A faithful copy of all the entries is required, with no pictures in it.

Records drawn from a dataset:
────

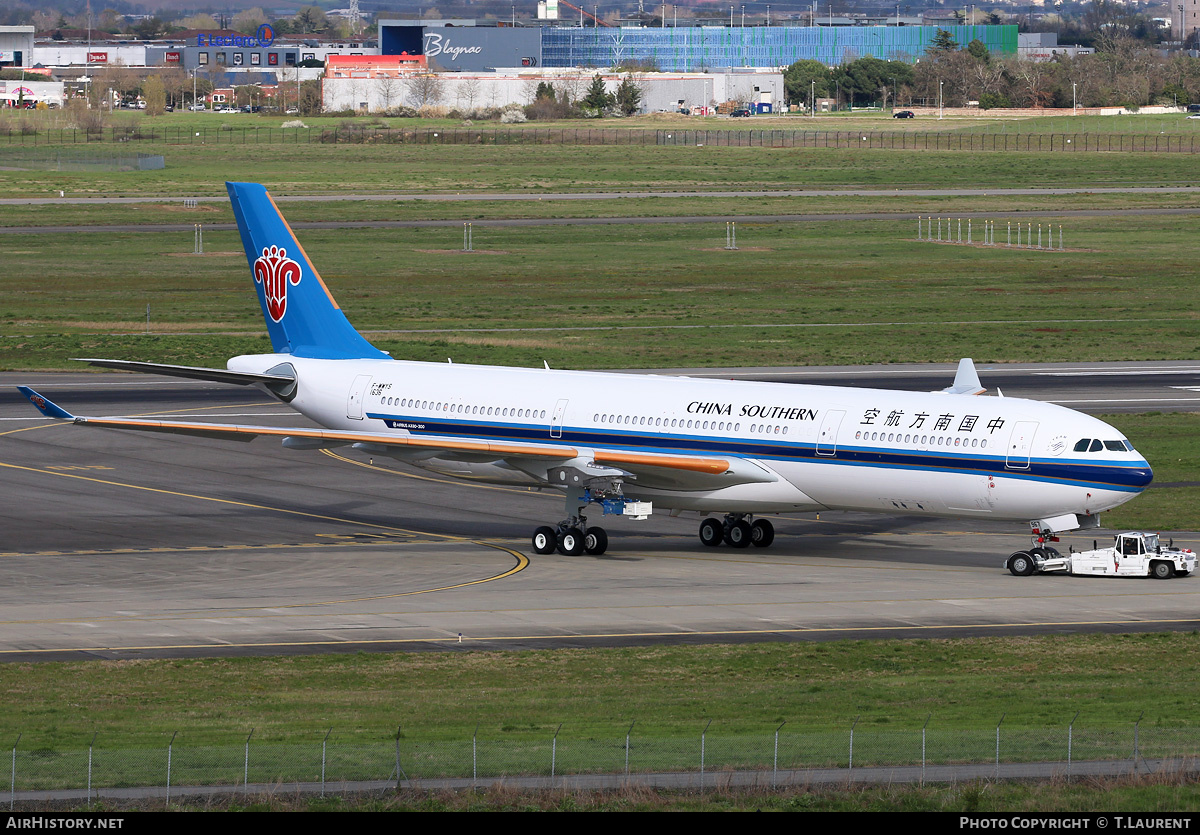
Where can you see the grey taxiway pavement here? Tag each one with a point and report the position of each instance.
(130, 545)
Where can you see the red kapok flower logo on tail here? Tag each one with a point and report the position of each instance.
(274, 270)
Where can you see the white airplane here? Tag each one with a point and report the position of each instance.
(629, 444)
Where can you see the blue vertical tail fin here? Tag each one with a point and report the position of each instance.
(301, 316)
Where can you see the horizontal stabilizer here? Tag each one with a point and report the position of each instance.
(191, 372)
(966, 380)
(705, 470)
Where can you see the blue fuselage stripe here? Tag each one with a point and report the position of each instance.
(1120, 476)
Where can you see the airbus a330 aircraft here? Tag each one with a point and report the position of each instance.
(628, 444)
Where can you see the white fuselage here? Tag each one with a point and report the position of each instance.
(816, 446)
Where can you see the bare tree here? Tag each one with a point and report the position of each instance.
(467, 92)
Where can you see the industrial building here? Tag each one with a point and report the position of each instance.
(385, 89)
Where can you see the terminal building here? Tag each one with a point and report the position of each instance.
(472, 46)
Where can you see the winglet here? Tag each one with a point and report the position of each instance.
(966, 380)
(46, 407)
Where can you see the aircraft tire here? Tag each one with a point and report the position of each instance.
(1021, 564)
(738, 535)
(762, 533)
(711, 533)
(570, 542)
(545, 540)
(595, 541)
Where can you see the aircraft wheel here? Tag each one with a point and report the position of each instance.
(595, 541)
(738, 535)
(711, 533)
(1021, 564)
(570, 542)
(762, 533)
(545, 540)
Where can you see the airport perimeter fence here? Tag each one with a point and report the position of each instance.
(483, 758)
(363, 134)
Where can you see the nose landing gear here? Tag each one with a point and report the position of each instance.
(571, 539)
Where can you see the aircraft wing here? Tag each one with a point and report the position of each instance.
(696, 472)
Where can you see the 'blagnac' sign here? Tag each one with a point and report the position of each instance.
(437, 44)
(263, 37)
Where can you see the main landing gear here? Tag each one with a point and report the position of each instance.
(737, 532)
(571, 538)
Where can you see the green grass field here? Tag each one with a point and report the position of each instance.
(670, 691)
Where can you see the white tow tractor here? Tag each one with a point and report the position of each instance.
(1133, 554)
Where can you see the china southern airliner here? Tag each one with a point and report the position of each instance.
(735, 451)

────

▶ _SOLVED PROBLEM_
Where can you see the grey taxiway pavement here? Tag each one with a point and report the position of each instance.
(130, 545)
Where can you see the red kapok flower logo on tail here? Tag each one with a point and report the position of each instance.
(274, 270)
Where can you see the white airplane here? Tag each one with a point and report the position of each instance.
(629, 444)
Where can you see the blue vertical tail fin here? Tag each one with a point and report the position of each instance.
(301, 316)
Where can you see the horizontal stabilizer here? Tag each one with a point and report the position of each instance.
(191, 372)
(966, 380)
(705, 470)
Where can you see the blue fuselage stripe here? Tag each one with a point and report the position of each instance.
(1120, 476)
Where can you see the airbus a330 aircraft here? Tag each one with a point and report the position of each instance.
(628, 444)
Where can you see the white fuselage here? Tag each one with a point and report the position of each instance.
(816, 446)
Where can you see the bare tree here? Tag each one with a point and report the position of each instance.
(467, 92)
Where can you see the industrial building here? Tag each one with a point and report the position of each instance.
(385, 89)
Where can you see the terminal building here? Tag each one with a point and report the position of each instance.
(472, 46)
Where can you see the winglet here? Tag each one with a point and report the position of each instance.
(966, 380)
(46, 407)
Where can you see the aircraft tire here? Tag each one with a point and report the position of each instance.
(1021, 564)
(738, 535)
(762, 533)
(711, 533)
(570, 542)
(545, 540)
(595, 541)
Where can you see the aircraft wheel here? Tag each one with a point and report the position of each instance.
(595, 541)
(738, 535)
(711, 533)
(1021, 564)
(570, 542)
(762, 533)
(545, 540)
Where can you see the airport perimeter fence here? Tag each one with a point and report the position of each instance.
(483, 758)
(363, 134)
Where can you see the nose landing gear here? Tag each one with a point and report the position of each instance.
(571, 539)
Where can you see the aircraft wing here? Tag each one with a point and report the position of each instance.
(696, 472)
Where can you see the 'blagnac' sign here? Tag each one with a point and report the position of each instance.
(437, 44)
(263, 37)
Where can you see the main landing gear here? Tag each one with a point and report the position of each instance.
(737, 532)
(571, 538)
Where can you see the green grass field here? Tag each one with a point and report the position of each instance.
(670, 691)
Where can you see the white tow tractor here? Tag each one with a point and report the position of each instance.
(1133, 554)
Where can you see the china southern airliner here? Tag each one with a point and report the position of each instance.
(735, 451)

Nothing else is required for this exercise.